◆ EXERCISE DIRECTIONS: Recast all the entries below as a two-column CSV with the header text,answer, one row per entry, placing its wording and its answer each in a single quoted field with line breaks replaced by spaces. Leave the pictures out.

━━━ SUPPLIED ENTRIES

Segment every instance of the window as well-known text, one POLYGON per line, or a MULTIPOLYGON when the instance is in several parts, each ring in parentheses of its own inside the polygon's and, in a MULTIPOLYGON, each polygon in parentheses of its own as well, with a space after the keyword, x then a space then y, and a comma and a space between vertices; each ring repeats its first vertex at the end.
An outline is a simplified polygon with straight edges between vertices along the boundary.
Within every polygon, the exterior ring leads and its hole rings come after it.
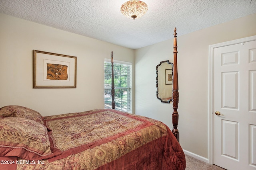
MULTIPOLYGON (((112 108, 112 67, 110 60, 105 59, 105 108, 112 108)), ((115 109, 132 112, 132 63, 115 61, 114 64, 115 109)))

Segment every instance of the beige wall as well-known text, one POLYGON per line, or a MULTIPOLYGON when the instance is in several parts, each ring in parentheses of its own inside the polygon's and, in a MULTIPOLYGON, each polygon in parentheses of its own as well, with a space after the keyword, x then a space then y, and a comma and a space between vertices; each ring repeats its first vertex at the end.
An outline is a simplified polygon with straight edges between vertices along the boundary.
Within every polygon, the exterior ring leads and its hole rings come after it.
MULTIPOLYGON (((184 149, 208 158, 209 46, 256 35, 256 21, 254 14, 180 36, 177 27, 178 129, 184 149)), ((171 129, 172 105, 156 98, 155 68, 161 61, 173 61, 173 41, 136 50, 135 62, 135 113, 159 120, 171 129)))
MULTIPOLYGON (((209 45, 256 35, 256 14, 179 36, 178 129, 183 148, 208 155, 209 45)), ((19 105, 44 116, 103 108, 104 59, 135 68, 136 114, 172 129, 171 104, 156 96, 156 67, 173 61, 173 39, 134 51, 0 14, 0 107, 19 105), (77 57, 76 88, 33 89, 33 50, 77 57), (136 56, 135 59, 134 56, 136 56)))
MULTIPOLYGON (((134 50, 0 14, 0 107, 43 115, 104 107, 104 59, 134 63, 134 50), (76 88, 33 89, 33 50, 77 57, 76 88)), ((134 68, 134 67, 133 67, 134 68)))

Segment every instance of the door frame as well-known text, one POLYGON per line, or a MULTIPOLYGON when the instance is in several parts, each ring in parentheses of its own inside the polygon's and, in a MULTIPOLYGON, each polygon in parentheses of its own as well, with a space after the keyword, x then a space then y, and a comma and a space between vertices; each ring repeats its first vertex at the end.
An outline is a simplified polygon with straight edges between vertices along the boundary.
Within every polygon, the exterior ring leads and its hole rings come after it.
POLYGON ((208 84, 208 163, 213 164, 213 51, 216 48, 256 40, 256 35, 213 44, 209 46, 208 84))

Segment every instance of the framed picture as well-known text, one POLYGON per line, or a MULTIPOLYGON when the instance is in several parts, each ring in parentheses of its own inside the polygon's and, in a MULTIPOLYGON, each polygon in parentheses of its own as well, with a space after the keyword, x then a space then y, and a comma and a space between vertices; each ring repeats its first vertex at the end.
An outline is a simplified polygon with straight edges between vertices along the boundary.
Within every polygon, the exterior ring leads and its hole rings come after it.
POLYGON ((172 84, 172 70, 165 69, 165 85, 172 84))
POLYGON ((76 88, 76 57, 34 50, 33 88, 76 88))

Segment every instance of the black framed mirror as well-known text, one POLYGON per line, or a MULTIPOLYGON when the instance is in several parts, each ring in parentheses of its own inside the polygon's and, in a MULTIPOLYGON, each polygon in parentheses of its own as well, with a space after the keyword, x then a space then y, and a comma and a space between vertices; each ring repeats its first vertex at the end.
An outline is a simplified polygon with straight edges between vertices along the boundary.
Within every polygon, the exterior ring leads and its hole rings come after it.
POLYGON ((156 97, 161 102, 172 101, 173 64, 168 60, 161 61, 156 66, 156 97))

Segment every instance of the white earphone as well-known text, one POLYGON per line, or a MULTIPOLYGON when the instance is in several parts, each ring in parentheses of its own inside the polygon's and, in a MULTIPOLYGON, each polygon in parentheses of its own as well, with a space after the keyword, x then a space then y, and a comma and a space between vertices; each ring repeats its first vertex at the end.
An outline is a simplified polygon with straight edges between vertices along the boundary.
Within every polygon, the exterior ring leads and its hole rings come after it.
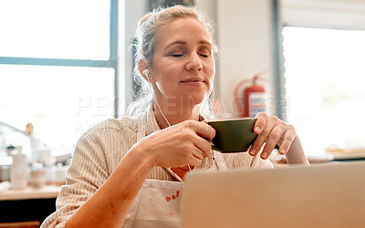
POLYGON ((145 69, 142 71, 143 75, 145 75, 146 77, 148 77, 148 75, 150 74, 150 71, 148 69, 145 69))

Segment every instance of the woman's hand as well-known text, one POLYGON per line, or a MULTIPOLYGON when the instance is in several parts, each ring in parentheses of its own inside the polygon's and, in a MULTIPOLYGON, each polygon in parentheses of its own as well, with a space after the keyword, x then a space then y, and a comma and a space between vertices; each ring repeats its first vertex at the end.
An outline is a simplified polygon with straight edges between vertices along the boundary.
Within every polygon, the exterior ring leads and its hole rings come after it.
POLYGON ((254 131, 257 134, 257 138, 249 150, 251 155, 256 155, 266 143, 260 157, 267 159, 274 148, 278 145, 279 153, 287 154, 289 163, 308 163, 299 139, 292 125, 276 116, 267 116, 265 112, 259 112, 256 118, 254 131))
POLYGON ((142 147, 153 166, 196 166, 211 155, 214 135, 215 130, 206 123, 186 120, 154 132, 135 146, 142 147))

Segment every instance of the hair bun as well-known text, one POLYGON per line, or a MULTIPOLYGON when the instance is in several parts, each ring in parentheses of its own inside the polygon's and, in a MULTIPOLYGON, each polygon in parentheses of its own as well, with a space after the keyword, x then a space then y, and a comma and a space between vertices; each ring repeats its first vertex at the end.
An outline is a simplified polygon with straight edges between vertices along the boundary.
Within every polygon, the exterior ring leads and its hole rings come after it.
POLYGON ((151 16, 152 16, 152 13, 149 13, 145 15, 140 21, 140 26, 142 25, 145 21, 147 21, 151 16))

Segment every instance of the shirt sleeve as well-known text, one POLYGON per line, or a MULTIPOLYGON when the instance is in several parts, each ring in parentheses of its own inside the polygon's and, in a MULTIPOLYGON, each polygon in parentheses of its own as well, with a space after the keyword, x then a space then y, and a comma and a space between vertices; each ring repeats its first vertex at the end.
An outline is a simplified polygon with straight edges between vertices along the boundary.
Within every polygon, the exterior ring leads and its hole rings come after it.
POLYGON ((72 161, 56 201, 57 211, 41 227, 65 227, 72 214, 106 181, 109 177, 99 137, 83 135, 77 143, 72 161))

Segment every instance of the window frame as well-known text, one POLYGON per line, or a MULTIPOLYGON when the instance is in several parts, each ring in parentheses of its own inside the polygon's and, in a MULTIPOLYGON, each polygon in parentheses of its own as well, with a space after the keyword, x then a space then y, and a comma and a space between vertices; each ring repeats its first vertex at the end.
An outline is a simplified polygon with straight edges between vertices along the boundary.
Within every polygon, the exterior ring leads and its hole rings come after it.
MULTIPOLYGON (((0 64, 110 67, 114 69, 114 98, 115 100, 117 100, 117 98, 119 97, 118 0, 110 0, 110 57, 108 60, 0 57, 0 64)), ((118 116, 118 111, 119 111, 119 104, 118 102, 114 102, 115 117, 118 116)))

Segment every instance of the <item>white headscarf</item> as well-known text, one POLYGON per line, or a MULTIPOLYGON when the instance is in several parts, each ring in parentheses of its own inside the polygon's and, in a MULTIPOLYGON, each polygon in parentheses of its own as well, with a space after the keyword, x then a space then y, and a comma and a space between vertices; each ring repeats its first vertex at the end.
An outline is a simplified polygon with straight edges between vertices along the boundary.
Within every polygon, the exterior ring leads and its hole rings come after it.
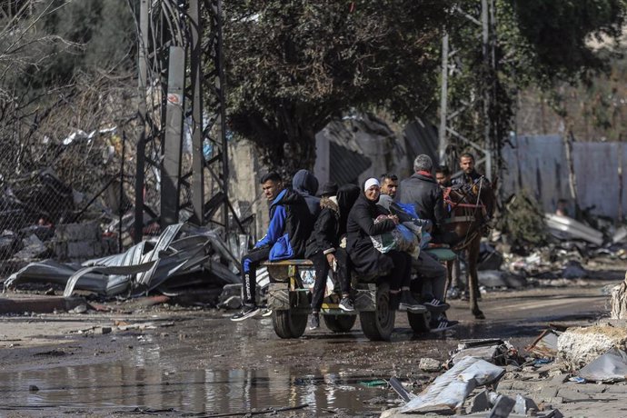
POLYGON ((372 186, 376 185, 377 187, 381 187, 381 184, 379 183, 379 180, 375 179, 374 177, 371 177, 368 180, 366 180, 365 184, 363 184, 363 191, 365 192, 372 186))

━━━━━━

◆ ANSWER FOR THE TASK:
text,answer
"Segment every instance of the window as well-known text, one POLYGON per line, or a MULTIPOLYGON when the instance is in several parts, each ring in parentheses of its own inside the polygon's and, in a MULTIPOLYGON, each polygon in parentheses of its own as well, with a space after the keyword, x then a space then y, and a comma and a space between vertices; each ring repeats its first vertex at the end. An outline is a simplified polygon with straight edges between vertices along the boundary. Within every polygon, the exterior ring leads and its hole rings come after it.","MULTIPOLYGON (((112 108, 112 67, 110 60, 105 59, 105 108, 112 108)), ((115 109, 132 112, 132 63, 115 61, 114 64, 115 109)))"
"Segment every instance of the beige wall as well-known text, one POLYGON per line, or a MULTIPOLYGON when the instance is in several parts, each ring in parentheses of its own inside the polygon's and, in a MULTIPOLYGON, each polygon in parentheses of its own as well, with a space after the keyword, x then a space then y, and a comma and a space between vertices; each ring repeats its first vertex at the end. An outline is a simplified polygon with straight edges between vertices along the boundary. Within every polygon, the exterior ring leads and its hole rings come after it.","MULTIPOLYGON (((184 149, 208 158, 209 46, 256 35, 256 21, 254 14, 180 36, 177 27, 178 129, 184 149)), ((171 129, 172 105, 156 98, 155 68, 161 61, 173 61, 173 41, 136 50, 135 62, 135 113, 159 120, 171 129))) MULTIPOLYGON (((209 45, 256 35, 256 14, 179 36, 178 129, 183 148, 208 155, 209 45)), ((19 105, 44 116, 103 108, 104 59, 135 68, 136 114, 172 129, 171 104, 156 96, 156 67, 173 61, 173 39, 134 51, 0 14, 0 107, 19 105), (77 57, 76 88, 33 89, 33 50, 77 57), (136 56, 135 59, 134 56, 136 56))) MULTIPOLYGON (((134 50, 0 14, 0 107, 43 115, 104 107, 104 59, 134 63, 134 50), (76 88, 33 89, 33 50, 77 57, 76 88)), ((134 68, 134 67, 133 67, 134 68)))"
"Segment every instance of the door frame as well-known text, one POLYGON per line, or a MULTIPOLYGON when the instance is in several parts, each ring in parentheses of its own inside the polygon's and, in a MULTIPOLYGON, each polygon in parentheses of its own as well, with a space after the keyword, x then a space then y, and a comma and a space between vertices; each ring repeats its first vertex at the end. An outline is a simplified polygon with straight edges between vertices along the boundary. Within every polygon, the exterior ring leads and its hole rings come after it.","POLYGON ((208 84, 208 163, 213 164, 213 51, 216 48, 256 40, 256 35, 213 44, 209 46, 208 84))"
"Segment every instance of the framed picture as well-known text, one POLYGON per line, or a MULTIPOLYGON when the instance is in several parts, each ring in parentheses of its own inside the polygon's and, in a MULTIPOLYGON, each polygon in parentheses of its own as well, with a space after the keyword, x then a space then y, and a comma and a space between vertices; each ring repeats its first vertex at the end. An outline is a simplified polygon with straight edges between vertices along the boundary. Within every polygon, the exterior ring leads and its hole rings come after it.","POLYGON ((172 84, 172 70, 165 69, 165 85, 172 84)) POLYGON ((76 88, 76 57, 34 50, 33 88, 76 88))"
"Segment every instance of the black framed mirror as well-known text, one POLYGON per line, or a MULTIPOLYGON when the instance is in several parts, each ring in parentheses of its own inside the polygon's and, in a MULTIPOLYGON, each polygon in parentheses of its own as well, with a space after the keyword, x then a space then y, and a comma and a space between vertices; each ring repeats its first vertex at the end. An outline is a simplified polygon with straight edges between vertices along the boundary. Within every polygon, the exterior ring leads and its hole rings come after it.","POLYGON ((156 97, 161 102, 172 101, 173 64, 168 60, 161 61, 156 66, 156 97))"
"Segment every instance of the white earphone as well-known text, one POLYGON per line, or a MULTIPOLYGON when the instance is in several parts, each ring in parentheses of its own inside the polygon's and, in a MULTIPOLYGON, each polygon in parentheses of its own as well, with a space after the keyword, x then a space then y, and a comma and a space between vertices; each ring repeats its first vertex at the end. An outline is a simplified polygon with straight edges between vertices along the boundary. Within every polygon, the exterior ring leads and its hole rings come after it.","POLYGON ((145 69, 142 71, 143 75, 145 75, 146 77, 148 77, 148 75, 150 74, 150 71, 148 69, 145 69))"
"Segment every instance of the woman's hand as well-known text, one POLYGON per line, or a MULTIPOLYGON when the instance is in several parts, each ring in parentheses of its own inside the polygon's and, in a MULTIPOLYGON, each polygon in parentheses of its own as well, with a space after the keyword, x then a space then y, and a comma and a space between vertices; each ring repeats its first vertex at the end. An outline is a simplified polygon with straight edges between vertices along the boundary. Within every polygon, the exterior ring leads and its hole rings come after it.","POLYGON ((254 131, 257 134, 257 138, 249 150, 251 155, 256 155, 266 143, 260 157, 267 159, 274 148, 278 145, 279 153, 287 154, 289 163, 308 163, 299 139, 292 125, 276 116, 267 116, 265 112, 259 112, 256 118, 254 131)) POLYGON ((142 147, 153 166, 196 166, 211 155, 214 135, 215 130, 206 123, 186 120, 154 132, 135 146, 142 147))"
"Segment every instance of the hair bun as well-known text, one POLYGON per line, or a MULTIPOLYGON when the instance is in several parts, each ring in parentheses of its own inside the polygon's and, in a MULTIPOLYGON, each polygon in parentheses of its own as well, with a space after the keyword, x then a space then y, and a comma and a space between vertices; each ring repeats its first vertex at the end. An outline is a simplified polygon with straight edges between vertices along the boundary. Within every polygon, the exterior ring leads and its hole rings come after it.","POLYGON ((151 16, 152 16, 152 13, 149 13, 145 15, 140 21, 140 26, 142 25, 145 21, 147 21, 151 16))"
"Segment every instance of the shirt sleeve as well-known text, one POLYGON per line, or a MULTIPOLYGON when the instance is in several parts, each ring in parentheses of its own inside the polygon's and, in a MULTIPOLYGON, each polygon in parentheses of its own as well, with a space after the keyword, x then a space then y, and a comma and a space between vertices; each ring repeats its first vertex at the end. An outline is a simplified polygon with straight edges between vertices along the boundary. Within every polygon, the exterior ring leads and its hole rings come after it.","POLYGON ((72 161, 56 201, 57 211, 41 227, 65 227, 72 214, 106 181, 109 177, 99 137, 83 135, 77 143, 72 161))"
"Segment every instance of the window frame as well-known text, one POLYGON per line, or a MULTIPOLYGON when the instance is in several parts, each ring in parentheses of its own inside the polygon's and, in a MULTIPOLYGON, each polygon in parentheses of its own as well, with a space after the keyword, x then a space then y, and a comma and a space between vertices; each ring repeats its first vertex at the end. An outline is a simplified polygon with straight edges between vertices along the boundary. Within every polygon, the exterior ring leads and its hole rings come after it.","MULTIPOLYGON (((0 64, 110 67, 114 69, 114 98, 115 100, 117 100, 117 98, 119 97, 118 0, 110 0, 110 57, 108 60, 0 57, 0 64)), ((118 116, 118 111, 119 111, 119 104, 118 102, 114 102, 115 117, 118 116)))"
"Segment every instance of the <item>white headscarf</item> as well-known text, one POLYGON per line, or a MULTIPOLYGON when the instance is in several parts, each ring in parentheses of its own inside the polygon's and, in a MULTIPOLYGON, each polygon in parentheses of its own as well, with a space after the keyword, x then a space then y, and a comma and a space between vertices; each ring repeats its first vertex at the end. An outline is a simplified polygon with straight edges between vertices along the boundary. Within every polygon, the exterior ring leads and its hole rings come after it.","POLYGON ((372 186, 376 185, 377 187, 381 187, 381 184, 379 183, 379 180, 375 179, 374 177, 371 177, 368 180, 366 180, 365 184, 363 184, 363 191, 365 192, 372 186))"